Rows from an object pointing dataset:
<<<<

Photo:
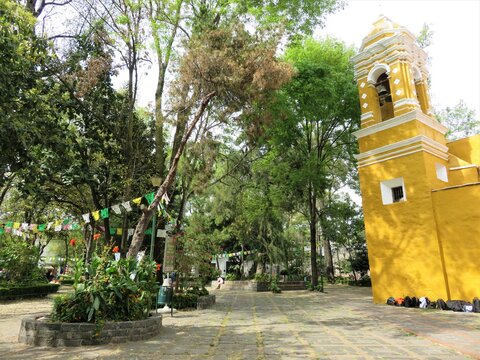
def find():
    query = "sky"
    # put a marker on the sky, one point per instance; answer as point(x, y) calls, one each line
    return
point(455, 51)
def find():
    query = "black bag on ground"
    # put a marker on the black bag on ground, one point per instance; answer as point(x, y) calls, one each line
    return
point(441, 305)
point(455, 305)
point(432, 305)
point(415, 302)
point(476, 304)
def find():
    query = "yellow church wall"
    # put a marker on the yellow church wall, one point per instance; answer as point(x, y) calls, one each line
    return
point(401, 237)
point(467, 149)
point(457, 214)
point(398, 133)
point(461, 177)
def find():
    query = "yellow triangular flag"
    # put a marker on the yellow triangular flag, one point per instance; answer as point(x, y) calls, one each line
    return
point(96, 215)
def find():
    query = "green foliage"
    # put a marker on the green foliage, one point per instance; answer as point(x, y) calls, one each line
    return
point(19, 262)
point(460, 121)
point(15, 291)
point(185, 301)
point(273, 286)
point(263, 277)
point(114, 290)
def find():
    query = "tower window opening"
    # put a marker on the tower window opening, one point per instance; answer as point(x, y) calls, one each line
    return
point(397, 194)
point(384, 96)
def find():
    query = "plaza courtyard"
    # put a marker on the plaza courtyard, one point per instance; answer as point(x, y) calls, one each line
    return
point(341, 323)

>>>>
<<<<

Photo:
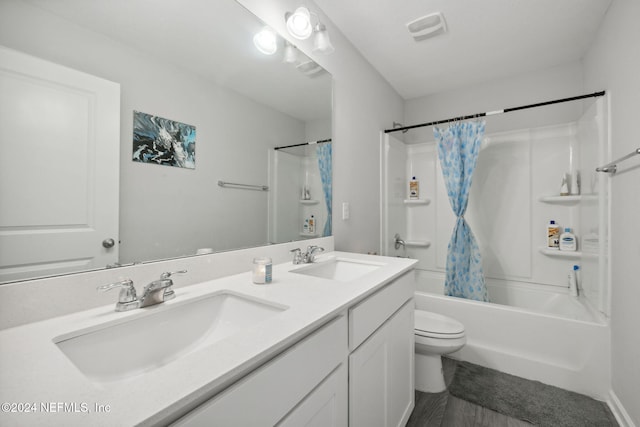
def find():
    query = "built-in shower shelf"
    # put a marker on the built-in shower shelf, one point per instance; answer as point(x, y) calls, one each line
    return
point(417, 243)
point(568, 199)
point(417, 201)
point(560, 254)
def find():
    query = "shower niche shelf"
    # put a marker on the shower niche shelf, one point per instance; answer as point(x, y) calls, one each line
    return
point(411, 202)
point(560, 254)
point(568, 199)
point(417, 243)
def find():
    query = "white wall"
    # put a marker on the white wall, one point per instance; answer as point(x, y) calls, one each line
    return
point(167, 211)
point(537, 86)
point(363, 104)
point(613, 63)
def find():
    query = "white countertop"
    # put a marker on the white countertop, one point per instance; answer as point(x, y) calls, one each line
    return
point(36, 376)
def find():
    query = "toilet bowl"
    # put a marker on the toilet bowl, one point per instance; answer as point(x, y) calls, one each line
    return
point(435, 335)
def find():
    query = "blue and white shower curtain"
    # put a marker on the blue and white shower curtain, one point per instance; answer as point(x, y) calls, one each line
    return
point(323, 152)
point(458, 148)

>>>>
<<<<

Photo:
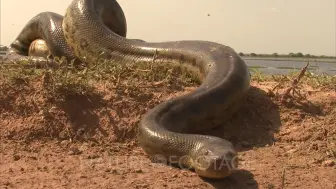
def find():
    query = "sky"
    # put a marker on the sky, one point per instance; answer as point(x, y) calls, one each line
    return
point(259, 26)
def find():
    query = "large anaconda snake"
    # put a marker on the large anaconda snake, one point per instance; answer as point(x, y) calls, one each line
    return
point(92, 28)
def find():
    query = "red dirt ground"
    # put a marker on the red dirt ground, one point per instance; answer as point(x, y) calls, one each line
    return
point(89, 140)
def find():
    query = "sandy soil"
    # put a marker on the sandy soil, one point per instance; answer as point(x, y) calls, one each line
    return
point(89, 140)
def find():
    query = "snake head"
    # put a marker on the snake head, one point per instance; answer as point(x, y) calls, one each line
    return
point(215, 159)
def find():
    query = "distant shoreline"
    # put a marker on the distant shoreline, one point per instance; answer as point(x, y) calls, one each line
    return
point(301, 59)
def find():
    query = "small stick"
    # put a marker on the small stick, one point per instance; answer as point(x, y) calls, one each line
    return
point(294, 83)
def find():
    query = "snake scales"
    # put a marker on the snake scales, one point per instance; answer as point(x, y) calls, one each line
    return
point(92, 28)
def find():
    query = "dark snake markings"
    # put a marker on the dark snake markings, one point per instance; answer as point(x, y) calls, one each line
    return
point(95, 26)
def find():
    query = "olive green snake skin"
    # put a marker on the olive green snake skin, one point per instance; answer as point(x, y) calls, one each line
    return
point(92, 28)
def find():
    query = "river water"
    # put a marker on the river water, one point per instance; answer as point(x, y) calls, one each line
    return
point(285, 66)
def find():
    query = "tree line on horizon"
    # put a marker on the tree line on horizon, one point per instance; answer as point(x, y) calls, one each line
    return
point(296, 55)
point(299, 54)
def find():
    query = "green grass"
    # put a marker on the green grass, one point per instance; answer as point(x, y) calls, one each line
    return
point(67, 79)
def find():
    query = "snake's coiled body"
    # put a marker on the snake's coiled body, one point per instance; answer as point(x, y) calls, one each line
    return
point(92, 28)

>>>>

■ Given instruction: Which lines in the listing above contain the string "grass"? Report each of them in full, treating uppercase and lowercase as different.

■ Exercise answer:
    query = "green grass"
    # put a marker on the green grass, one point per instance; answer as point(x, y) calls, one each line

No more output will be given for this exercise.